# [Exercise aim]
Show every line in the entries below where the word "rough" appears.

# [Information shown]
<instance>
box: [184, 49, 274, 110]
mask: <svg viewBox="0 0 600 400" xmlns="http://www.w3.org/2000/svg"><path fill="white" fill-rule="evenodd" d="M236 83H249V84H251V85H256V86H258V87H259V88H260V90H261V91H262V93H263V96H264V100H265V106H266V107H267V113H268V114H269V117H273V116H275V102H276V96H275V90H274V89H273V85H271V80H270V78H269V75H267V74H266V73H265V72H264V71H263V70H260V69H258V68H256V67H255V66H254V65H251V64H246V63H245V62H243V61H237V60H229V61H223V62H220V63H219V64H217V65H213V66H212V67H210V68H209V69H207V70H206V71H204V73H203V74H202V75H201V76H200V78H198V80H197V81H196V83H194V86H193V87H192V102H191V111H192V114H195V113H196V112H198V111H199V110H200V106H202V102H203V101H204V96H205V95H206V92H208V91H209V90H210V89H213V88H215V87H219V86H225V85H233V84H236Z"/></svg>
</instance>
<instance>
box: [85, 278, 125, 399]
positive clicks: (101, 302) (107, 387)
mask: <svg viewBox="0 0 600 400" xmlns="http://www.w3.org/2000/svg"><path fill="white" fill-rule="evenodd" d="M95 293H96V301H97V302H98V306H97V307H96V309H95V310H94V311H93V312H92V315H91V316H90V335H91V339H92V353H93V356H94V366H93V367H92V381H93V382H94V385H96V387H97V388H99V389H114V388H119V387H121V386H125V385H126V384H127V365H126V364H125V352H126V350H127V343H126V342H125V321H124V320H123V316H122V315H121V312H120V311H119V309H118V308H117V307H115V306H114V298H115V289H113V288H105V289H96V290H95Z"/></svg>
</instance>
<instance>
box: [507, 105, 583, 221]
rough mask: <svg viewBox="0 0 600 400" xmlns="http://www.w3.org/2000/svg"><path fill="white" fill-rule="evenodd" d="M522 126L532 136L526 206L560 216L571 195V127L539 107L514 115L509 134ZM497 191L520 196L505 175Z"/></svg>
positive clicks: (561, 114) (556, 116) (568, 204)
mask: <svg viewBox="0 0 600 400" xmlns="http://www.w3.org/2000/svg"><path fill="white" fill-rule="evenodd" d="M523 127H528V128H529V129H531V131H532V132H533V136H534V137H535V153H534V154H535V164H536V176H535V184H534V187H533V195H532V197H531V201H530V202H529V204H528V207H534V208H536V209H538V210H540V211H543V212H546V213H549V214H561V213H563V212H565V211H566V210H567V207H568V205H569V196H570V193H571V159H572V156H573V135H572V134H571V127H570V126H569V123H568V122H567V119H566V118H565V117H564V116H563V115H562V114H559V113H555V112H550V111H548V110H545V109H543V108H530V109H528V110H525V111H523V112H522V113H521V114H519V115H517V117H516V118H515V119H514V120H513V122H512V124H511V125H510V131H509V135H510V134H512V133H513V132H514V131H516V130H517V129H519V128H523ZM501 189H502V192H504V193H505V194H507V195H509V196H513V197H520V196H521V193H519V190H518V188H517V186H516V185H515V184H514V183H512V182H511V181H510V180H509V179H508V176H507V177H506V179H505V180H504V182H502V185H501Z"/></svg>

--

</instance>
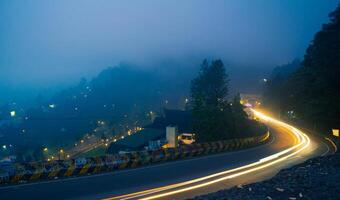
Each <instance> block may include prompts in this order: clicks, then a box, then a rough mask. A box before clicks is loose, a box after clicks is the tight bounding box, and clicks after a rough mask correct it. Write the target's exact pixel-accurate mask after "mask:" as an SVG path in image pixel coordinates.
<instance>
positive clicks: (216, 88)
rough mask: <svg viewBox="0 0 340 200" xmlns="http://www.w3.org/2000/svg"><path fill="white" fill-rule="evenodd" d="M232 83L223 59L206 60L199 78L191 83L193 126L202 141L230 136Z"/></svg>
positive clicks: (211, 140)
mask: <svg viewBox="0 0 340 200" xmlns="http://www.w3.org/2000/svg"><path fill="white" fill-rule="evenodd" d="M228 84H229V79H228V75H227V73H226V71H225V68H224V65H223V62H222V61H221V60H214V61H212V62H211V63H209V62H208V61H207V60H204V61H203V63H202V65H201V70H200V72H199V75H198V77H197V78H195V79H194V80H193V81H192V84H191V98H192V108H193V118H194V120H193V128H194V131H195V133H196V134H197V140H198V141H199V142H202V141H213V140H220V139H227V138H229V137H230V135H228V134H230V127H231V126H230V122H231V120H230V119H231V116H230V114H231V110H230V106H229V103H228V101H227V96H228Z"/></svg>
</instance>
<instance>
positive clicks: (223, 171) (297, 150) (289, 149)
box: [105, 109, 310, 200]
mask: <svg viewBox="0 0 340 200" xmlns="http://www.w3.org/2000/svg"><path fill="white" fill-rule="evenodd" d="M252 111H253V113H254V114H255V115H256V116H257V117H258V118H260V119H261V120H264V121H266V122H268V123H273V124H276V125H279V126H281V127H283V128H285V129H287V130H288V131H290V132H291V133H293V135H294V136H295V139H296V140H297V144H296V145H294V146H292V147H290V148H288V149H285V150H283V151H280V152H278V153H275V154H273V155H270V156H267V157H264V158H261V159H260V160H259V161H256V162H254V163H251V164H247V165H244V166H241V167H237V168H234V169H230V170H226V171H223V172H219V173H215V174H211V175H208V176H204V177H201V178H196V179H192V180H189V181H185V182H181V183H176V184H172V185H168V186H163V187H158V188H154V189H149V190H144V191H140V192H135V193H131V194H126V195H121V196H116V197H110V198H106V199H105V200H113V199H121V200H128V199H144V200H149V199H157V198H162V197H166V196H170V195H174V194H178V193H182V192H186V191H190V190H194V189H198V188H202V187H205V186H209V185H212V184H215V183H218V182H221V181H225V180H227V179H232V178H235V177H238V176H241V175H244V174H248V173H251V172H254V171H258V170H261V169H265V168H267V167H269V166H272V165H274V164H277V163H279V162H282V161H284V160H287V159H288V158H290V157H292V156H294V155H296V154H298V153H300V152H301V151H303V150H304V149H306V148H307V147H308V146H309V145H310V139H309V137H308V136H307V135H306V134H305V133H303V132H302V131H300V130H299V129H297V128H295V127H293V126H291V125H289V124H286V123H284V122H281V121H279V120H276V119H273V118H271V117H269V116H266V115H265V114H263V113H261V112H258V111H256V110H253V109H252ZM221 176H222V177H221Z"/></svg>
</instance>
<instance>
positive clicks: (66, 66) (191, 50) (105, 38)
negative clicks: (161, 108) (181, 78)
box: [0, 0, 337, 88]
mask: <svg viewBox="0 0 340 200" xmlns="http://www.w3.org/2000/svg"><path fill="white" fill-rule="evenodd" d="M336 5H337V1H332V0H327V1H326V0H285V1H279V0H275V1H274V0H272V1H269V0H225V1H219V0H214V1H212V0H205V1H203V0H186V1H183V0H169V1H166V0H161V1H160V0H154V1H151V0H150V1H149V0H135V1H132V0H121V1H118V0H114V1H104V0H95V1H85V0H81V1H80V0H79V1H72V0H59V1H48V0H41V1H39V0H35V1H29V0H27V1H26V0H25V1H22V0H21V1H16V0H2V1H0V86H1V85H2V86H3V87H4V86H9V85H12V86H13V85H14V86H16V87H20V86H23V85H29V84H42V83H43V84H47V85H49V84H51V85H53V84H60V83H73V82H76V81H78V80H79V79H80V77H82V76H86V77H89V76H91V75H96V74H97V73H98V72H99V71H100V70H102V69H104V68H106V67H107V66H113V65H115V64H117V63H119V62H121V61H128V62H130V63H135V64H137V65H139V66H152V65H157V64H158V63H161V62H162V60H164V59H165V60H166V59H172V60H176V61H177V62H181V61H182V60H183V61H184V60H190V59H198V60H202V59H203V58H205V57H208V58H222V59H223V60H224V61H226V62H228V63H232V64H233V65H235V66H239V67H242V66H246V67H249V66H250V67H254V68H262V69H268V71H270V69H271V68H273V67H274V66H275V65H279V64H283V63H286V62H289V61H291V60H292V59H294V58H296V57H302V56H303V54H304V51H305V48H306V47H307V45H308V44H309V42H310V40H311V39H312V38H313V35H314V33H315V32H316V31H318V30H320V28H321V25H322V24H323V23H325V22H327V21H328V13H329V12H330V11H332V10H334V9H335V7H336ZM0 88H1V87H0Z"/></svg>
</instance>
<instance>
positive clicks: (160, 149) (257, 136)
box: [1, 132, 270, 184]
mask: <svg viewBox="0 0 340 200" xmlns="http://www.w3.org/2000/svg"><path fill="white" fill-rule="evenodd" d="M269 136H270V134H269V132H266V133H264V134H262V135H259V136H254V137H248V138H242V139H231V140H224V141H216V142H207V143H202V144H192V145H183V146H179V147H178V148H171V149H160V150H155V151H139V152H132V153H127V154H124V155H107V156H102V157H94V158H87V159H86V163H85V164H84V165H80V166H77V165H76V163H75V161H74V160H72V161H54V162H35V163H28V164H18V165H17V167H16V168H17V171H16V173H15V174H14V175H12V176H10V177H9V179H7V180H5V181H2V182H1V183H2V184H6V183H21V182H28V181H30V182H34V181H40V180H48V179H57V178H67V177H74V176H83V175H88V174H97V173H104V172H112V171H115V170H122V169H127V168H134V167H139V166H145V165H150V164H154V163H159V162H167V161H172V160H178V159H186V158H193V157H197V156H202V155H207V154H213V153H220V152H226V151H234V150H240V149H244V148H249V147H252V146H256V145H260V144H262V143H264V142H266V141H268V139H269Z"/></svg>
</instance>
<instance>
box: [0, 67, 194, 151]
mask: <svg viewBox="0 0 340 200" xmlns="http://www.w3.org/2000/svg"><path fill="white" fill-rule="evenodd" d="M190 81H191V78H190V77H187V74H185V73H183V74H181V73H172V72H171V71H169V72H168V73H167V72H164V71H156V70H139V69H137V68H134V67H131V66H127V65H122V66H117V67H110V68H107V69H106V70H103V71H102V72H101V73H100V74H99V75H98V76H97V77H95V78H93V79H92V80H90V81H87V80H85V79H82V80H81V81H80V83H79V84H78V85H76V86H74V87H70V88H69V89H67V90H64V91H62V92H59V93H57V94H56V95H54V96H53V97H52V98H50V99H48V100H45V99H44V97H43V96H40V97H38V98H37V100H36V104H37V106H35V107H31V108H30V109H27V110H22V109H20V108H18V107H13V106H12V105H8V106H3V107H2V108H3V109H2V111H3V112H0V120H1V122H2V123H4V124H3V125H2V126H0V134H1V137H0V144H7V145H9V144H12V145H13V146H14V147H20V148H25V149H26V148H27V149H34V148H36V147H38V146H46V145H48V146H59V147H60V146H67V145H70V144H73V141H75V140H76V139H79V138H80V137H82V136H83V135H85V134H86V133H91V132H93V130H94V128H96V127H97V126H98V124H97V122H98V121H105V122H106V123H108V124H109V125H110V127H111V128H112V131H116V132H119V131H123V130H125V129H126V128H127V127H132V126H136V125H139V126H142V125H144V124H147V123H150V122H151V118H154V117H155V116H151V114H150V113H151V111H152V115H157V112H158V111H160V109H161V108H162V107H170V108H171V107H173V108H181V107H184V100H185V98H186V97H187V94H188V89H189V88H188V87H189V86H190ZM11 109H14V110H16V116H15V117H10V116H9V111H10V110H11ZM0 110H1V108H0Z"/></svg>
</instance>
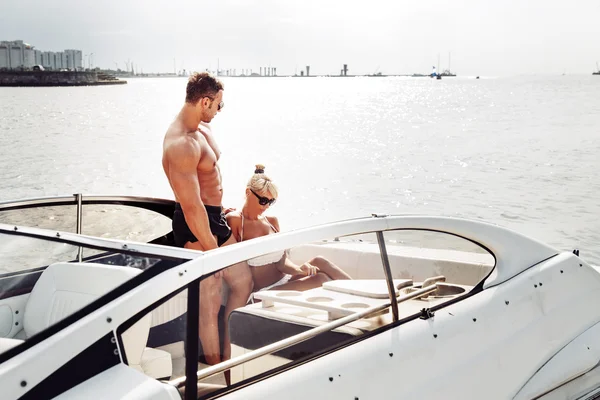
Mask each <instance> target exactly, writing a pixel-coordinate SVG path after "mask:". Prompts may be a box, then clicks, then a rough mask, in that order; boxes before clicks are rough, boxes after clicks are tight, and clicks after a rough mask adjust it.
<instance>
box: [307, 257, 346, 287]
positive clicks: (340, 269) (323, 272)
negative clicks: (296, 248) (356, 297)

# [Answer box]
rough mask: <svg viewBox="0 0 600 400" xmlns="http://www.w3.org/2000/svg"><path fill="white" fill-rule="evenodd" d="M522 126L532 136L526 206L560 216L571 195V127L539 107L514 115L509 134ZM497 191L520 196L505 175Z"/></svg>
Each <instance> block may include prompts in this order: clicks, then a box, then a rough mask. A box before clicks is loose, a box after clicks is the tight bounding box, and clicks after a rough mask correct it. Write the target's exact pixel-accurate mask after "mask:" as an SVG path in image pixel coordinates.
rough mask: <svg viewBox="0 0 340 200" xmlns="http://www.w3.org/2000/svg"><path fill="white" fill-rule="evenodd" d="M232 83L223 59L206 60L199 78L191 83L193 126L202 141L230 136Z"/></svg>
Mask each <instance> target exactly, writing a pixel-coordinate SVG path after "mask:". Prompts may be a box, then clicks, then a rough mask, in that order; boxes before clicks are rough, boxes after clicks are tight, and clicks after a rough mask adjust it.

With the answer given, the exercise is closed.